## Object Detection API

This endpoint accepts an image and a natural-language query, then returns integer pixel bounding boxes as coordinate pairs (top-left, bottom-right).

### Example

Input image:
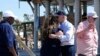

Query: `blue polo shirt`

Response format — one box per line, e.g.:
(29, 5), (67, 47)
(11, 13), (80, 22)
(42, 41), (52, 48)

(0, 21), (16, 56)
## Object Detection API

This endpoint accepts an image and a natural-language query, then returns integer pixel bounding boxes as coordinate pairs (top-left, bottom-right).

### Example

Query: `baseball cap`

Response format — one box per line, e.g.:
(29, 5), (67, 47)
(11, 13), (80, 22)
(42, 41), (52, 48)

(87, 11), (98, 18)
(3, 10), (16, 18)
(55, 11), (66, 16)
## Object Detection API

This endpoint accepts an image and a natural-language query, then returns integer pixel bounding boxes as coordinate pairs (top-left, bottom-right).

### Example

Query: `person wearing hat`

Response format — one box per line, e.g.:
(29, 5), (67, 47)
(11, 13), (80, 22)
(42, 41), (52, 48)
• • • • •
Update the lines starting with the first one and going on through the line with "(55, 11), (66, 16)", replacing "endpoint" with "service" and leaving everything else unchanged. Leave the pictures out of your answer.

Answer to this exercise =>
## Object Detection API

This service accepts an image and a natural-language query, then returns integer pixel bounding boxes as coordinate pairs (top-left, bottom-right).

### Example

Input image:

Query: `blue polo shirt`

Response format — one box per line, e.g.:
(29, 5), (67, 47)
(11, 13), (80, 22)
(42, 41), (52, 48)

(0, 21), (16, 56)
## Object Detection API

This service accepts an image and a natural-language query, then returns integer pixel bounding boxes as coordinate pairs (top-left, bottom-right).

### Example

Query: `baseball cap`

Response format — one box per line, e.g.:
(29, 5), (67, 47)
(11, 13), (80, 22)
(42, 41), (52, 48)

(87, 11), (98, 18)
(3, 10), (16, 18)
(55, 11), (66, 16)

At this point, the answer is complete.